Supplied passage:
------
Ever the stickler for zooming in until it’s fuzzy, rather than seeing the bigger picture, (sometimes to the point of just plain empty absurdity, I will admit,) I nevertheless couldn’t help but think of all the Found Poetry I have enjoyed consuming and creating over the years. It is the basest form of re-mixing I can think of at the moment, and although I’m always happier to leave the monumental questions of ethics, culture and policy to people who have the patience and passion for dedicating their lives to these, I will add that at its core, this issue of Lessig’s, to which he has dedicated himself, happens to be a process which I like to call turning into a human. All the things we know, think, say, do were at one time known, thought, said and done by those we observed– we consumed these things– and these things were churned over in our little brains and, effectively, re-created, thus turning us into humans who know, think, say and do things we first had to consume, re-mix and finally create outwardly. It’s a ceaseless cycle, of course, wherein Jesus may die the first time, fly up before the bus hits him the next and so on, but that’s really the jist of how we got to be who we are and continue evolving. This discussion of his and like-minded individuals’ is simply a more evolved and sophisticated extension of this concept. And another thing: isn’t it amazing how everything goes back to biology? I mean everything.
But I digress. Found Poetry. It’s a lot of fun. And also you can’t create it without consuming someone else’s creation first, then tearing it apart to create something new. Legally. Why? Because the courts don’t really care about poetry anymore and that’s just fine with me. (Okay, maybe there’s another reason, too, and that reason may or may not be that you almost never can identify the original source of the words which form the Found Poem, because they’re just words and these words can be found anywhere. So, really, the act of writing Found Poetry is nothing more than an exercise for the writer and its joy is primarily found in the process of searching and finding to fit something predetermined or allowing the words to take you in new directions. The courts certainly couldn’t care less about that.)
It’s really a super way to spend half an hour of your day, right in between creating a video montage of babies taken from TV commercials debating the merits of Proposition 19 and posting a YouTube video of yourself clucking your tongue to the tune of “The Star-Spangled Banner”. Open a newspaper, a magazine, a book, an insurance brochure, your car manual, instructions for assembling the crib… open anything with words in it that other people combined to make their own sentences. And then start borrowing. And make sentences of your own.
Try not to feel like a criminal. Do not corrode. Do not become corrupted.
------
(Collected data)
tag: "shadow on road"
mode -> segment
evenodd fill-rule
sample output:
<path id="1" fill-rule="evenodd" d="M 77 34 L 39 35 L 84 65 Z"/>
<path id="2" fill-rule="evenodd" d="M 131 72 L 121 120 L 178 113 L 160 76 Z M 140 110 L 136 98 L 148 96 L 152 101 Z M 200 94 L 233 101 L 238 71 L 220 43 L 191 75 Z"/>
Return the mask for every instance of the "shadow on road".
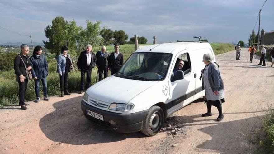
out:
------
Activities:
- a) Using the passage on Found Poetry, decide whether each statement agrees with it. For each, answer yes or no and quote the words that settle it. (i) The writer says Found Poetry cannot be made without first consuming someone else's creation. (ii) The writer would rather settle questions of ethics, culture and policy personally. (iii) The writer presents Found Poetry as a way to spend half an hour of the day.
- b) Reproduce the passage on Found Poetry word for word, from "It’s really a" up to and including "of your own.".

Answer set:
- a)
(i) Yes: "you can’t create it without consuming someone else’s creation first, then tearing it apart to create something new."
(ii) No: "I’m always happier to leave the monumental questions of ethics, culture and policy to people who have the patience and passion for dedicating their lives to these"
(iii) Yes: "It’s really a super way to spend half an hour of your day"

- b)
It’s really a super way to spend half an hour of your day, right in between creating a video montage of babies taken from TV commercials debating the merits of Proposition 19 and posting a YouTube video of yourself clucking your tongue to the tune of “The Star-Spangled Banner”. Open a newspaper, a magazine, a book, an insurance brochure, your car manual, instructions for assembling the crib… open anything with words in it that other people combined to make their own sentences. And then start borrowing. And make sentences of your own.